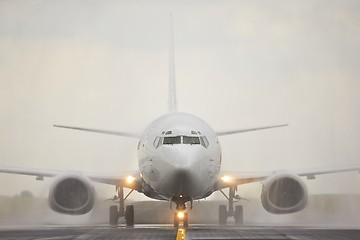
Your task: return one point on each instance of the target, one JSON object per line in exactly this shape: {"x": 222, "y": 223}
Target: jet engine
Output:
{"x": 284, "y": 193}
{"x": 71, "y": 194}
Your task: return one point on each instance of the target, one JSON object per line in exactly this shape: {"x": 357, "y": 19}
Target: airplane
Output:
{"x": 180, "y": 160}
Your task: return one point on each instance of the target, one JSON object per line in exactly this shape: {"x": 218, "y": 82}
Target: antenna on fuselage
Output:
{"x": 172, "y": 86}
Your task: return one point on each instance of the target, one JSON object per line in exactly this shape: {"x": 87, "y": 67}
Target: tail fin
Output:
{"x": 172, "y": 86}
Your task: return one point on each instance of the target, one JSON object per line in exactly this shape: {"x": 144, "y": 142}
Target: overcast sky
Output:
{"x": 104, "y": 64}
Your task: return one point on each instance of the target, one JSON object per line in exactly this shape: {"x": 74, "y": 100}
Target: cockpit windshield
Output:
{"x": 171, "y": 137}
{"x": 181, "y": 140}
{"x": 172, "y": 140}
{"x": 191, "y": 140}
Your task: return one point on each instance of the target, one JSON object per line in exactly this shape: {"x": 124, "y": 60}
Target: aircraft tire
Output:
{"x": 222, "y": 214}
{"x": 113, "y": 215}
{"x": 239, "y": 215}
{"x": 129, "y": 215}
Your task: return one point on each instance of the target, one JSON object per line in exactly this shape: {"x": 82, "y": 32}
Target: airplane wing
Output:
{"x": 109, "y": 132}
{"x": 235, "y": 131}
{"x": 117, "y": 179}
{"x": 227, "y": 179}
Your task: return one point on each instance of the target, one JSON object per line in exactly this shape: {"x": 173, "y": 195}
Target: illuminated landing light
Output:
{"x": 130, "y": 179}
{"x": 226, "y": 179}
{"x": 180, "y": 215}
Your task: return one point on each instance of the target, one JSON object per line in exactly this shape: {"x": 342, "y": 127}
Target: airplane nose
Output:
{"x": 186, "y": 166}
{"x": 183, "y": 159}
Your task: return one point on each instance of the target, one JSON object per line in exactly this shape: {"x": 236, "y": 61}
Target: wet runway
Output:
{"x": 198, "y": 232}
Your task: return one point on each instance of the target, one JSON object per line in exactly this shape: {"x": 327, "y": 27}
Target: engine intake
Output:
{"x": 72, "y": 194}
{"x": 284, "y": 193}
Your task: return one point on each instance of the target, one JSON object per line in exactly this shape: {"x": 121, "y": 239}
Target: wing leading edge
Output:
{"x": 117, "y": 179}
{"x": 227, "y": 179}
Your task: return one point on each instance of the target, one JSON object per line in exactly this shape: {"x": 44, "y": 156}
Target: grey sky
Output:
{"x": 238, "y": 64}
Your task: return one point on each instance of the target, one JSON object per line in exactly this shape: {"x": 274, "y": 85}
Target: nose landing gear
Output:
{"x": 116, "y": 212}
{"x": 237, "y": 213}
{"x": 181, "y": 216}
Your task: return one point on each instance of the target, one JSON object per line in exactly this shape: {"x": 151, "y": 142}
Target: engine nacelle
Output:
{"x": 284, "y": 193}
{"x": 72, "y": 194}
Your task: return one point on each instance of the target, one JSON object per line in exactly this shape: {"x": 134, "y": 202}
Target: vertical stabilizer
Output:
{"x": 172, "y": 86}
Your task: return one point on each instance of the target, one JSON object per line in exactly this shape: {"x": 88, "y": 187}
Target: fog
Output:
{"x": 104, "y": 64}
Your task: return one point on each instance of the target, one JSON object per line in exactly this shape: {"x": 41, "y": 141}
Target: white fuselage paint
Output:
{"x": 189, "y": 170}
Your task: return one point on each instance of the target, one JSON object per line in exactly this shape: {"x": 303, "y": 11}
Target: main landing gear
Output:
{"x": 237, "y": 213}
{"x": 116, "y": 212}
{"x": 181, "y": 216}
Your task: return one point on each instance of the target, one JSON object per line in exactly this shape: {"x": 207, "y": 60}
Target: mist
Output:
{"x": 238, "y": 64}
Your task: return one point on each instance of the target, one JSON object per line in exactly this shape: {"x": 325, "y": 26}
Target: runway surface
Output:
{"x": 197, "y": 232}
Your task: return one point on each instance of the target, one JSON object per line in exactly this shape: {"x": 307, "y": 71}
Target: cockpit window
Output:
{"x": 191, "y": 140}
{"x": 172, "y": 140}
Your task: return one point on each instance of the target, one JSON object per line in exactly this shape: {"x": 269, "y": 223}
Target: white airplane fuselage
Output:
{"x": 179, "y": 156}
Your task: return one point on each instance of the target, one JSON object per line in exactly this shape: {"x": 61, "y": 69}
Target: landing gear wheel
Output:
{"x": 129, "y": 215}
{"x": 176, "y": 220}
{"x": 114, "y": 215}
{"x": 222, "y": 214}
{"x": 186, "y": 221}
{"x": 238, "y": 215}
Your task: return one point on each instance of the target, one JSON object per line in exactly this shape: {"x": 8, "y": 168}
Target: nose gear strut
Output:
{"x": 181, "y": 215}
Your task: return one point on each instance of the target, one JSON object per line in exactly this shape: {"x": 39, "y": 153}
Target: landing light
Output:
{"x": 180, "y": 215}
{"x": 130, "y": 179}
{"x": 226, "y": 179}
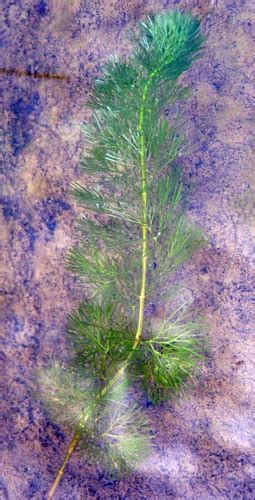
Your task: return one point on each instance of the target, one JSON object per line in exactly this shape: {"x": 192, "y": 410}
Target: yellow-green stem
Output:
{"x": 144, "y": 260}
{"x": 61, "y": 471}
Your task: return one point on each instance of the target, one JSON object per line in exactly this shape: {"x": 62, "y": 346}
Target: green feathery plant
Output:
{"x": 134, "y": 235}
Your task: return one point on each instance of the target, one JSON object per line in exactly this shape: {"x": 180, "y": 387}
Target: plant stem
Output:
{"x": 61, "y": 471}
{"x": 143, "y": 165}
{"x": 144, "y": 261}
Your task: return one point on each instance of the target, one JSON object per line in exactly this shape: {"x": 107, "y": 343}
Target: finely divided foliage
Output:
{"x": 134, "y": 234}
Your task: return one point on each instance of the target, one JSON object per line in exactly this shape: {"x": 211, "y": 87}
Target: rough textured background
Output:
{"x": 204, "y": 441}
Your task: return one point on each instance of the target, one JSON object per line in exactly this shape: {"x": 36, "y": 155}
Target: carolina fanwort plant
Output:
{"x": 134, "y": 235}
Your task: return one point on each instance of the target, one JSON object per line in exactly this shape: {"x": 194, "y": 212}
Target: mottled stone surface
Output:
{"x": 203, "y": 441}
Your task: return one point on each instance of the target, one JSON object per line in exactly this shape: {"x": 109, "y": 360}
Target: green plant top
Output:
{"x": 134, "y": 235}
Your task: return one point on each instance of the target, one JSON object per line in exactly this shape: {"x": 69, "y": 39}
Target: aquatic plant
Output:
{"x": 133, "y": 236}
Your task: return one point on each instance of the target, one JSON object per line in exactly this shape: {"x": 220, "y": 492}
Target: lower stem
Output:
{"x": 61, "y": 471}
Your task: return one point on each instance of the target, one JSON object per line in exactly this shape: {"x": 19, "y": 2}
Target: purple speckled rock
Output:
{"x": 53, "y": 49}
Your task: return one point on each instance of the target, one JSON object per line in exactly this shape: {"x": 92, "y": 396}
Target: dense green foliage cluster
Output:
{"x": 134, "y": 235}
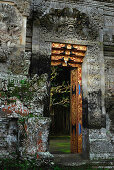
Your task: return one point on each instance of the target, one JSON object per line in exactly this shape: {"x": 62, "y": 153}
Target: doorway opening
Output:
{"x": 60, "y": 110}
{"x": 68, "y": 56}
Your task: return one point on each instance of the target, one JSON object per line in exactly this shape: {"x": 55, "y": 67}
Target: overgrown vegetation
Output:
{"x": 15, "y": 164}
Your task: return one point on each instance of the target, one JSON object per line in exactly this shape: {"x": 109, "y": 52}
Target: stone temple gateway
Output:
{"x": 28, "y": 31}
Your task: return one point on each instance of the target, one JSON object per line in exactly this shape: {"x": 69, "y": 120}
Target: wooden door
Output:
{"x": 76, "y": 111}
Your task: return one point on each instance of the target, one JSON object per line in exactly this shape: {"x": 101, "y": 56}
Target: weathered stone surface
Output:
{"x": 87, "y": 22}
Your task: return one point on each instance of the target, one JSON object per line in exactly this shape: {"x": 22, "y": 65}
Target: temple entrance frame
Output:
{"x": 68, "y": 55}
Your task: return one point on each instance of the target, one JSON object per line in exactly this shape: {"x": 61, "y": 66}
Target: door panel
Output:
{"x": 76, "y": 111}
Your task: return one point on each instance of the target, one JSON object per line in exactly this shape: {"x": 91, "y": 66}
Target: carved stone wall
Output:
{"x": 79, "y": 23}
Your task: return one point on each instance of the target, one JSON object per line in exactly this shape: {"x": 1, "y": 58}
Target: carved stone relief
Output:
{"x": 10, "y": 25}
{"x": 67, "y": 23}
{"x": 20, "y": 64}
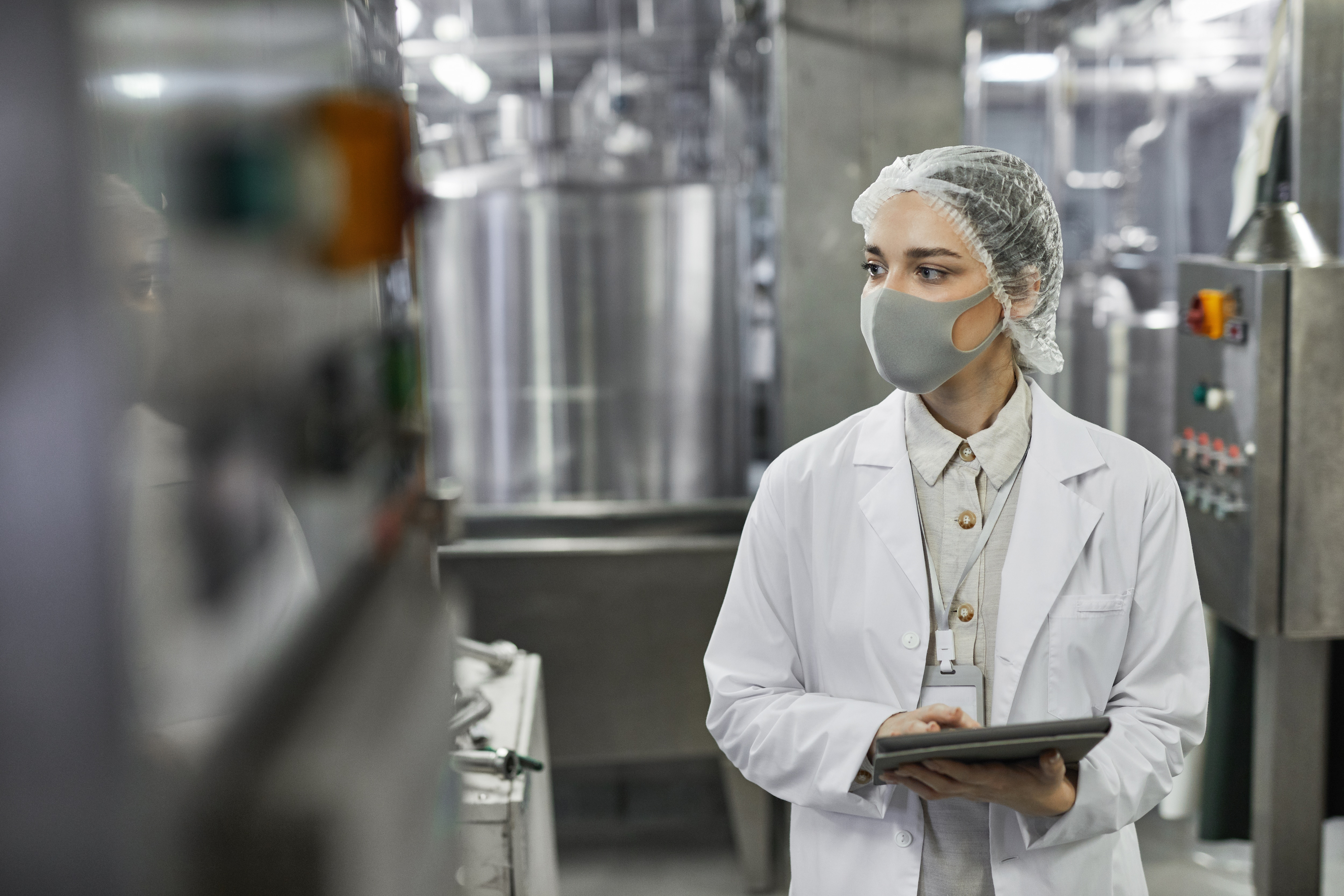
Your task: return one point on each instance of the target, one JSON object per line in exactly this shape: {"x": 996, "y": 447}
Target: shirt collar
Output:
{"x": 999, "y": 448}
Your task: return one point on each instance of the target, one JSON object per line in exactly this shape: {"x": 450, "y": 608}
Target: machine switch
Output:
{"x": 1209, "y": 313}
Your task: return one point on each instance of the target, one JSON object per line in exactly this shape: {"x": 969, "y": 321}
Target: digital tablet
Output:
{"x": 1073, "y": 738}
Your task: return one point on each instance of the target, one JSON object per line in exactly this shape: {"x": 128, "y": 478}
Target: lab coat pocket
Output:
{"x": 1086, "y": 641}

- - -

» YOUR INSTRUCTIONS: Count the lines of the material that contain the string "airplane", and reply with only the number.

» THE SOLUTION: 4